The listing is to be printed in full, exactly as given.

__________________________________________________

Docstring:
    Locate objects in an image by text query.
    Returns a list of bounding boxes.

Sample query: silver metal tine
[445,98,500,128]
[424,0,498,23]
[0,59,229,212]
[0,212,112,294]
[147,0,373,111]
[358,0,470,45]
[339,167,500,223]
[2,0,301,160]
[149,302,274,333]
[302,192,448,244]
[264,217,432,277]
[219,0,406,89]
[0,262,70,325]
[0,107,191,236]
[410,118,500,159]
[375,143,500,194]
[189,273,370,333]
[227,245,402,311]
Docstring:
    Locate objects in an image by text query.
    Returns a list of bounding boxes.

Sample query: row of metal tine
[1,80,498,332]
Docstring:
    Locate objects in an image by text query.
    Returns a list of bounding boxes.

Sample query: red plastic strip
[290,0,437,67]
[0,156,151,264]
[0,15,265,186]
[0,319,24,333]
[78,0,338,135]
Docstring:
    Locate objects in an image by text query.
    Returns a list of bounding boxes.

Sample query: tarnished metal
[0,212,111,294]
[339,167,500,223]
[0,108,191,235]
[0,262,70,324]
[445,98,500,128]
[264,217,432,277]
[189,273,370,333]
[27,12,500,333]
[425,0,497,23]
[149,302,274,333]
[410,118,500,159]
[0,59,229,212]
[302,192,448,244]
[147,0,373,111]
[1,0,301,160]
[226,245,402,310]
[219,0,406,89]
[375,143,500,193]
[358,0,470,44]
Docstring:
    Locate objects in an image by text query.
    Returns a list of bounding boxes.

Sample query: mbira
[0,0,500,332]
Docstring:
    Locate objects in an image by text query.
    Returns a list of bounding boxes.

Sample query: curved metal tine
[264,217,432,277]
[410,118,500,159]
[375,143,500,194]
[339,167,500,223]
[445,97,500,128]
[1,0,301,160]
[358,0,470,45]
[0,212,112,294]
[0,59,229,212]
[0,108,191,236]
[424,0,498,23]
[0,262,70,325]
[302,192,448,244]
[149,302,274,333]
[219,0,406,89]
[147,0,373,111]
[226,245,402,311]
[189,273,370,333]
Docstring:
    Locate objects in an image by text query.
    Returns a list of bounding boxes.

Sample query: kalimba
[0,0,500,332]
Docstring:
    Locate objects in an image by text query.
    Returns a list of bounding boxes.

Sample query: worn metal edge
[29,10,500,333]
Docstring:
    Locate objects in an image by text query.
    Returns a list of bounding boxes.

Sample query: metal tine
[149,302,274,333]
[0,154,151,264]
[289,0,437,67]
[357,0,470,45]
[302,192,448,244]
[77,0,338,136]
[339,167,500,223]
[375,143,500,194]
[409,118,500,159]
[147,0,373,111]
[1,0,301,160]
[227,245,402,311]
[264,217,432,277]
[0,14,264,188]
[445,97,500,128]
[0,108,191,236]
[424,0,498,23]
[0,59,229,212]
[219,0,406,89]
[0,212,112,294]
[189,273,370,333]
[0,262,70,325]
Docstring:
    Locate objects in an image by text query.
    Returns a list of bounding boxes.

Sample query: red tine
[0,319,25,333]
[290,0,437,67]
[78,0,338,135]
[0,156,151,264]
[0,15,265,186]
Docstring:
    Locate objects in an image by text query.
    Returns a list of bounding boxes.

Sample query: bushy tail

__________________________________________________

Exercise response >>
Docstring:
    Locate objects in an image by text query.
    Returns a list of bounding boxes.

Sample query: silver metal tine
[445,98,500,128]
[424,0,498,23]
[0,59,229,212]
[0,212,112,294]
[147,0,373,111]
[358,0,470,45]
[339,167,500,223]
[2,0,301,160]
[149,302,274,333]
[302,192,448,244]
[264,217,432,277]
[219,0,406,89]
[0,262,70,325]
[0,107,191,236]
[410,118,500,159]
[375,143,500,194]
[189,273,370,333]
[227,245,402,311]
Docstring:
    Locate objects in an image by text query.
    Returns a list of bounding boxes.

Sample query: row of metal tine
[1,80,498,332]
Docstring:
    Locate objects in an image by text query.
    Returns a list of bounding boxes.

Sample query: red plastic strip
[290,0,437,67]
[0,156,151,264]
[0,15,265,186]
[0,319,24,333]
[78,0,338,135]
Docstring:
    Locate objects in an image by text query.
    Returns a list of bounding boxes.

Sample query: tarnished metal
[0,212,111,294]
[339,167,500,223]
[0,108,191,235]
[0,262,70,324]
[445,98,500,128]
[264,217,432,277]
[189,273,370,333]
[27,12,500,333]
[425,0,497,23]
[149,302,274,333]
[410,118,500,159]
[0,59,229,212]
[302,192,448,244]
[147,0,373,111]
[1,0,301,160]
[226,245,402,310]
[219,0,406,89]
[375,143,500,193]
[358,0,470,44]
Docstring:
    Locate objects in an image by text query.
    Returns a list of bounding boxes.

Sample query: mbira
[0,0,500,332]
Docstring:
    Locate objects in an image by text query.
    Returns a list of bounding boxes.

Sample query: curved metal tine
[264,217,432,277]
[410,118,500,159]
[375,143,500,194]
[339,167,500,223]
[445,97,500,128]
[1,0,301,160]
[358,0,470,45]
[0,212,112,294]
[0,59,229,212]
[0,108,191,236]
[424,0,498,23]
[0,262,70,325]
[302,192,448,244]
[149,302,274,333]
[219,0,406,89]
[147,0,373,111]
[226,245,402,311]
[189,273,370,333]
Docstring:
    Locate objects in an image by text query.
    Returns a list of bounding boxes.

Sample query: kalimba
[0,0,500,332]
Docstring:
    Locate objects in an image by text query.
    Returns a list of bounding boxes.

Sample query: worn metal edge
[29,10,500,333]
Docstring:
    Locate objects in an image by text query.
    Returns a list of bounding boxes.

Sample query: metal tine
[149,302,274,333]
[0,154,151,264]
[289,0,437,67]
[357,0,470,45]
[302,192,448,244]
[77,0,338,136]
[339,167,500,223]
[375,143,500,194]
[409,118,500,159]
[147,0,373,111]
[1,0,301,160]
[227,245,402,311]
[264,217,432,277]
[0,14,264,188]
[445,97,500,128]
[0,108,191,236]
[424,0,498,23]
[0,59,229,212]
[219,0,406,89]
[0,212,112,294]
[189,273,370,333]
[0,262,70,325]
Docstring:
    Locate objects in an image by text query.
    Returns a list of bounding boxes.

Sample query: red tine
[0,319,25,333]
[290,0,437,67]
[78,0,338,135]
[0,156,151,264]
[0,15,265,186]
Docstring:
    Locate objects in an image by text query.
    Returns a list of bounding boxes.

Sample query: bushy tail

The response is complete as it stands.